Required action: The answer is the data below, repeated exactly, with no pictures included.

>>

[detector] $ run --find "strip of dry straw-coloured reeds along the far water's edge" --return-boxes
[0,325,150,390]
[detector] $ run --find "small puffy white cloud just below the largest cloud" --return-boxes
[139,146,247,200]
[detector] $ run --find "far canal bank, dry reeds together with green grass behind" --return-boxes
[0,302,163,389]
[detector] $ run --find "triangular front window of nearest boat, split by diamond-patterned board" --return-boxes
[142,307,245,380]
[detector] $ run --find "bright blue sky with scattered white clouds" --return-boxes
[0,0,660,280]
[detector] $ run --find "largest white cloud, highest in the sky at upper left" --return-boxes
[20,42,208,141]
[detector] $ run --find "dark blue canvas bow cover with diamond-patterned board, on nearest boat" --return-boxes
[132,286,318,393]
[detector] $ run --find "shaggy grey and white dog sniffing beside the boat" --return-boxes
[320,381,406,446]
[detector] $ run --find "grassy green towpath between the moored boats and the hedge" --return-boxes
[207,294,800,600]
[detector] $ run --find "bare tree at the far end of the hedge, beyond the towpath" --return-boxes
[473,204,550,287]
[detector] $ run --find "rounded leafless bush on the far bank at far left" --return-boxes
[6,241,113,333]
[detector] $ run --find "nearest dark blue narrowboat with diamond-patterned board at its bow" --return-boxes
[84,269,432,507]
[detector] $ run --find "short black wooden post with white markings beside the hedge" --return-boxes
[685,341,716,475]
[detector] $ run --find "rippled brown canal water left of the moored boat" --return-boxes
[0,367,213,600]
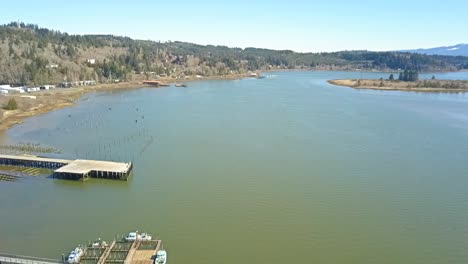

<<

Final answer:
[detector] $ run --find "strip of dry straw-coloured reeds along the far water's edge" --return-boxes
[0,325,150,390]
[detector] $ run --find "small puffy white cloud just below the largest cloud" --return-boxes
[139,146,247,200]
[detector] $ run --find "far canal bank, dry reeds together with green grass behind" --return-boxes
[0,302,163,389]
[detector] $ run --find "triangular front window of nearest boat, split by diamond-patterned board" --return-boxes
[142,307,245,380]
[detector] $ run --find "bright blue sky with scattered white clouds" --return-boxes
[0,0,660,280]
[detector] $ run --find "largest white cloud, highest in the sky at upper left" --return-boxes
[20,42,208,141]
[detector] $ run --find "dark blue canvas bow cover with diamond-patterned board, on nearest boat" --return-boxes
[132,286,318,393]
[detector] $ run --find "shaggy grey and white dog sniffing beside the boat" --return-boxes
[320,381,406,446]
[detector] $ run --find "grassy green towpath between the moored boats and the hedge" --return-boxes
[207,294,800,600]
[detector] $ run --find "bare tree at the far end of the hedge, beyond the towpath" --return-boxes
[473,204,550,287]
[detector] $ run --find "rounded leafless bush on the far bank at far left" --return-boxes
[6,241,113,333]
[detector] $ run --find "nearest dark blue narrowboat with diamond-patterned board at its bow" --return-boxes
[84,269,432,507]
[detector] $ run --find "short black wooden post with white markings beside the hedge" --return-boxes
[685,341,716,475]
[detector] $ run --find "rippled brown canal water left of the moored boat" --return-boxes
[0,367,213,600]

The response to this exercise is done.